__Il tuo obiettivo__
Puoi stampare per intero, senza cambiare nulla, il brano sulla mostra di Van Gogh “L’Uomo e la Terra”?

L’Uomo e la Terra: il Van Gogh “che vien dalla campagna”

Provenza, 1888. Immaginate un uomo rossiccio, dall’aria un po’ trasandata e stramba, seduto davanti a cavalletto e tela, nel bel mezzo di un campo, che dipinge con tratti decisi e svelti la radura alberata di fronte a lui. Ecco, questo è il Vincent Van Gogh con cui ci si trova a confronto nella mostra “L’Uomo e la Terra”, esposta a Palazzo Reale a Milano e prolungata fino al 15 marzo.

Dimenticatevi, per il momento, di capolavori come “La Notte Stellata”, “La Camera”, nonché la borghese atmosfera parigina delle sue opere più note, perché la mostra è capace di invadere i sensi dei presenti con un valzer di profumi di lillà e patate, danzanti assieme alle sfumature dorate della campagna di un’Arles ottocentesca, con il sottofondo delle tetre note della depressione e dello squilibrio che affliggevano l’artista.

La mostra si apre con un pezzo da novanta, mettendo in risalto, tramite giochi di luce e ombra, l’unico autoritratto dell’esposizione:

 Non a caso, questo è uno dei lavori più variopinti e memorabili. Già da subito, quindi, il messaggio riecheggia limpido e chiaro: da questo dipinto inizia il viaggio che, sulle tappe di 47 opere provenienti dal Kroller-Müller Museum di Otterlo, vedrà il visitatore ripercorrere quello che fu un periodo di grande ispirazione e fragilità dell’artista olandese, rimarcando ed analizzando il viscerale ed indissolubile legame tra l’uomo e la ruralità.

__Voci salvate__
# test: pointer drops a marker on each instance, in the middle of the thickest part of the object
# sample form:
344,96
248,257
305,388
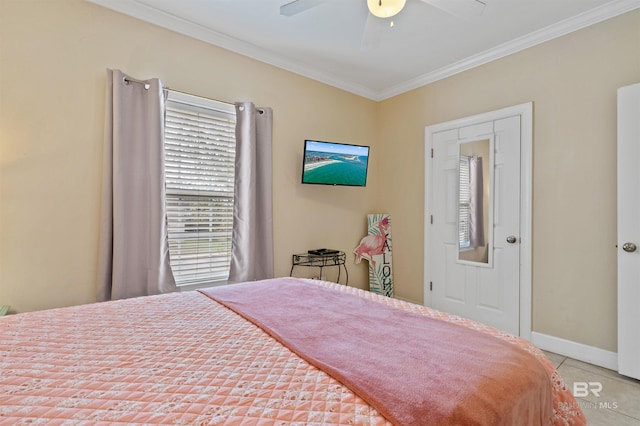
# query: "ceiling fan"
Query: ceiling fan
465,9
380,10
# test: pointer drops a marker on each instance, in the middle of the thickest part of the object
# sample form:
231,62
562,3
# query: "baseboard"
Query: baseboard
575,350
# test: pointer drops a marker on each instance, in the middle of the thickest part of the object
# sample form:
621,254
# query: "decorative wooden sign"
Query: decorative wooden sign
376,248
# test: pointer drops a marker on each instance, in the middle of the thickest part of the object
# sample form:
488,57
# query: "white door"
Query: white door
629,230
483,282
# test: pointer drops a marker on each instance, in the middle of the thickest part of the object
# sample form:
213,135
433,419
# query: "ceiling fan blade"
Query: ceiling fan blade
372,34
466,9
298,6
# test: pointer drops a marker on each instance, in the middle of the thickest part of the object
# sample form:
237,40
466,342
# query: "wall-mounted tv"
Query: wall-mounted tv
330,163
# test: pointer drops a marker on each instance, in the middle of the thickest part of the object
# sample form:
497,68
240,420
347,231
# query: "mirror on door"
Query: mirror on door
475,195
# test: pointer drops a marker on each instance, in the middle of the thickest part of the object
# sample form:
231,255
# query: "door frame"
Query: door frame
525,111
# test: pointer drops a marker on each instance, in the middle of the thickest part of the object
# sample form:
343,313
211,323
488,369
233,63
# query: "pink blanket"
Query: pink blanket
412,369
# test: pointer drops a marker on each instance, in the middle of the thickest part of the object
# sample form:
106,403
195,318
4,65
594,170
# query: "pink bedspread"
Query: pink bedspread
181,358
414,370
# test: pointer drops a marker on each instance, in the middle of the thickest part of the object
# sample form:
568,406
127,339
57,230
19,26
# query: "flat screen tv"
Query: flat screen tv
330,163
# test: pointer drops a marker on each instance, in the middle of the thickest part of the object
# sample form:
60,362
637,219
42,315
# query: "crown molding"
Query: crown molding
162,19
157,17
591,17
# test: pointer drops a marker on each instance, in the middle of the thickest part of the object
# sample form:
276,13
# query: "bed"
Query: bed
218,356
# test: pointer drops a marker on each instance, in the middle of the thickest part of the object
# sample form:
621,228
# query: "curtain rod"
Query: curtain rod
128,80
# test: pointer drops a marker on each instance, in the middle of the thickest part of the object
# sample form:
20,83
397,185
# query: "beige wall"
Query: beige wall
53,56
53,60
572,82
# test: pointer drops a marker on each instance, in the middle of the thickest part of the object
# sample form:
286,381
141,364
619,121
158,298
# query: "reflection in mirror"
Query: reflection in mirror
474,206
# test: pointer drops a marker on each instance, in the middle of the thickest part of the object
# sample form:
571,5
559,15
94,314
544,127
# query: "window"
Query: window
199,181
464,207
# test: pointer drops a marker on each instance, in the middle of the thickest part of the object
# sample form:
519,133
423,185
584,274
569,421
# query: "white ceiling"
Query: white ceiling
329,42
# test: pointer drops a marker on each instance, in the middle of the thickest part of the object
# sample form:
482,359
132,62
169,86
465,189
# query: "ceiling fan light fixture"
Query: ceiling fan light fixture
385,8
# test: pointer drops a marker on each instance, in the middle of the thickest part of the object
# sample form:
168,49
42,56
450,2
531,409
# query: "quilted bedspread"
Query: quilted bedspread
182,358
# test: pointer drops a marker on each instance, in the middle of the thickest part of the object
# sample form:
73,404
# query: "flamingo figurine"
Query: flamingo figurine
373,245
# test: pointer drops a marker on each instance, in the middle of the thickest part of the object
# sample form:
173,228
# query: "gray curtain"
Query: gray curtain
476,202
134,252
252,241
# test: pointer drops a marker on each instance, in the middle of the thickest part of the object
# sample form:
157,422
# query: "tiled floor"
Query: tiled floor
618,403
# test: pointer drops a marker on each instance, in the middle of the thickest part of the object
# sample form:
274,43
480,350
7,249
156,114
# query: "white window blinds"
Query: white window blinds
199,167
464,210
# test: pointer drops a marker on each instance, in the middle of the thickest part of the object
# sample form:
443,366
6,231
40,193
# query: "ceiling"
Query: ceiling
339,43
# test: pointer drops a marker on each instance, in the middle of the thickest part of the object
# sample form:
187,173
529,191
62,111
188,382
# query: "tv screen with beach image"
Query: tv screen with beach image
330,163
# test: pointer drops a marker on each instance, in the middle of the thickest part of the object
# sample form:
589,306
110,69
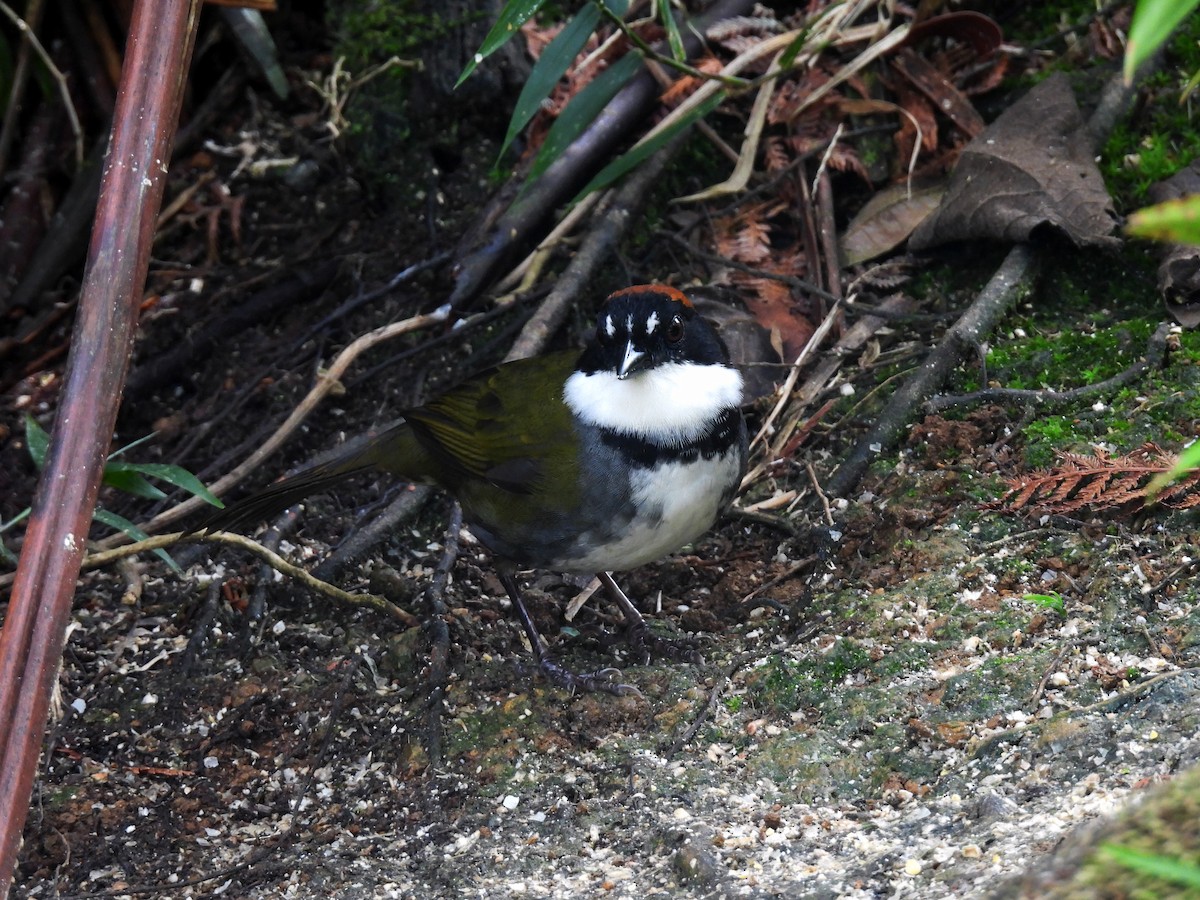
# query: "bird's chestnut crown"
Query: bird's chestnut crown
648,325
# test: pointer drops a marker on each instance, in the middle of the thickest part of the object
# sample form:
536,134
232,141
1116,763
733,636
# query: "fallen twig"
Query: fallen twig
276,562
439,637
325,382
994,301
1156,349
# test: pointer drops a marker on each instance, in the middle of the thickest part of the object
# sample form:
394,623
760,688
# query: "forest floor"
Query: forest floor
909,691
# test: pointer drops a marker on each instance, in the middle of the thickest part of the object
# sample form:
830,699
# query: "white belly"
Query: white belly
677,502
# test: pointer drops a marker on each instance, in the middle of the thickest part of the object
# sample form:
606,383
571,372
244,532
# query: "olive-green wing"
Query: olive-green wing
507,426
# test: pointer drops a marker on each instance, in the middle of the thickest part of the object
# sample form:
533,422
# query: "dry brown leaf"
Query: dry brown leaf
1099,484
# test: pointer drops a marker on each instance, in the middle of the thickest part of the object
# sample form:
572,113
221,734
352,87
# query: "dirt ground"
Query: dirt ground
912,697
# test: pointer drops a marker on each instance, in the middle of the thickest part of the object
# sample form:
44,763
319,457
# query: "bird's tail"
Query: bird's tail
361,456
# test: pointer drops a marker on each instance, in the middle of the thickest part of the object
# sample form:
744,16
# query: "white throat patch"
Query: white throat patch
672,403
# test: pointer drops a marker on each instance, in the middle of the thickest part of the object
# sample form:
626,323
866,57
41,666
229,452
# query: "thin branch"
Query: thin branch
55,73
327,382
271,558
1156,352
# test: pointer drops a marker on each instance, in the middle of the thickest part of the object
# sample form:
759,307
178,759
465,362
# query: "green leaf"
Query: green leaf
673,40
132,444
123,525
1152,23
174,475
36,439
553,63
124,479
514,15
639,153
793,49
1176,221
1187,462
1165,868
582,111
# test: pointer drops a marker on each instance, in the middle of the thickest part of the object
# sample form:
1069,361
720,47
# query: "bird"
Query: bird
577,462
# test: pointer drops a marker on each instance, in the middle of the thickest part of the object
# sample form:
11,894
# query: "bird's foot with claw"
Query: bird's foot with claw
603,679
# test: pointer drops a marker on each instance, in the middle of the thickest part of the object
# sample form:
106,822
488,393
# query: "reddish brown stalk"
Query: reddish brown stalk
157,52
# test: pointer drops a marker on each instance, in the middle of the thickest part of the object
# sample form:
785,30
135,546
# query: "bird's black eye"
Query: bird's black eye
675,330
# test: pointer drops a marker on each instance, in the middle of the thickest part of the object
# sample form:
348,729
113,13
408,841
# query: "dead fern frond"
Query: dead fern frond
1099,484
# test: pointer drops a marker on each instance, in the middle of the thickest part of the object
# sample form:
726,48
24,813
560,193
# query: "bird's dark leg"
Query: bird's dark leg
603,679
640,636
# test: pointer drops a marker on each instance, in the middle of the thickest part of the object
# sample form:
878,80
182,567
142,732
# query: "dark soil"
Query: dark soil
892,715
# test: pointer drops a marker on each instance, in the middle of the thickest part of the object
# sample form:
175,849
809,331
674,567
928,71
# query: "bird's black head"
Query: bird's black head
648,325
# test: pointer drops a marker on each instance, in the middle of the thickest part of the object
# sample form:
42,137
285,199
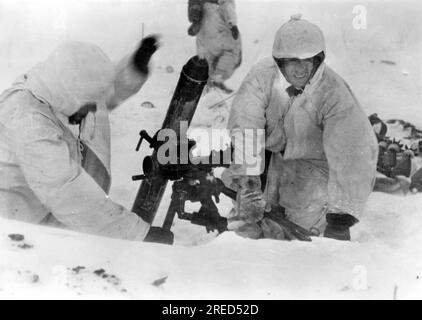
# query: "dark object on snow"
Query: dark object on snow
295,232
35,278
159,235
416,182
16,237
338,226
380,128
195,15
389,62
99,272
147,105
192,81
235,32
221,86
78,269
393,159
77,117
142,56
25,246
160,281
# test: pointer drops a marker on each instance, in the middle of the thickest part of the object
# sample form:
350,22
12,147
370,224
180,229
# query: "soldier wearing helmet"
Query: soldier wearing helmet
320,148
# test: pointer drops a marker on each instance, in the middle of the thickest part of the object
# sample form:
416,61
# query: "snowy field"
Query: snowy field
382,65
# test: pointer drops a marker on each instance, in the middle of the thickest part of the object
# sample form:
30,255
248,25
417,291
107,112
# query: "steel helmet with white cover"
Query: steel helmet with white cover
298,38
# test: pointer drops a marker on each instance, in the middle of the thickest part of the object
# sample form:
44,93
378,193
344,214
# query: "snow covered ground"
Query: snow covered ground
384,260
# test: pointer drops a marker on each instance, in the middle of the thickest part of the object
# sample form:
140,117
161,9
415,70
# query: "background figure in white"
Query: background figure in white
214,23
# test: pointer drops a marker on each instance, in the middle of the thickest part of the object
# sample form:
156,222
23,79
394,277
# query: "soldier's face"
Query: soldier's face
298,72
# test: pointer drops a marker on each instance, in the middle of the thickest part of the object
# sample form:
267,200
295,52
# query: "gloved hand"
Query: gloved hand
194,29
159,235
338,226
235,32
142,56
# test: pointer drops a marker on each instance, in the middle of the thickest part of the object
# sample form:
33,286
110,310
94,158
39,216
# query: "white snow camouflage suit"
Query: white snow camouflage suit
41,172
329,148
215,42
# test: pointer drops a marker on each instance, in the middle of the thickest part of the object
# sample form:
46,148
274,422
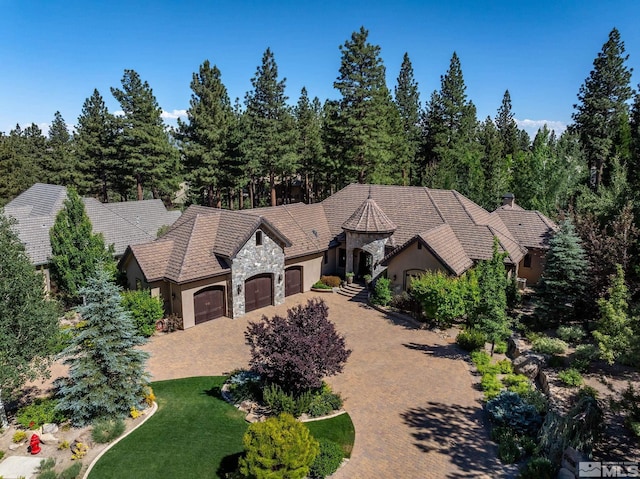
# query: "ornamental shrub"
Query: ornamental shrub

__Esercizio svolto__
L’Uomo e la Terra: il Van Gogh “che vien dalla campagna”

Provenza, 1888. Immaginate un uomo rossiccio, dall’aria un po’ trasandata e stramba, seduto davanti a cavalletto e tela, nel bel mezzo di un campo, che dipinge con tratti decisi e svelti la radura alberata di fronte a lui. Ecco, questo è il Vincent Van Gogh con cui ci si trova a confronto nella mostra “L’Uomo e la Terra”, esposta a Palazzo Reale a Milano e prolungata fino al 15 marzo.

Dimenticatevi, per il momento, di capolavori come “La Notte Stellata”, “La Camera”, nonché la borghese atmosfera parigina delle sue opere più note, perché la mostra è capace di invadere i sensi dei presenti con un valzer di profumi di lillà e patate, danzanti assieme alle sfumature dorate della campagna di un’Arles ottocentesca, con il sottofondo delle tetre note della depressione e dello squilibrio che affliggevano l’artista.

La mostra si apre con un pezzo da novanta, mettendo in risalto, tramite giochi di luce e ombra, l’unico autoritratto dell’esposizione:

 Non a caso, questo è uno dei lavori più variopinti e memorabili. Già da subito, quindi, il messaggio riecheggia limpido e chiaro: da questo dipinto inizia il viaggio che, sulle tappe di 47 opere provenienti dal Kroller-Müller Museum di Otterlo, vedrà il visitatore ripercorrere quello che fu un periodo di grande ispirazione e fragilità dell’artista olandese, rimarcando ed analizzando il viscerale ed indissolubile legame tra l’uomo e la ruralità.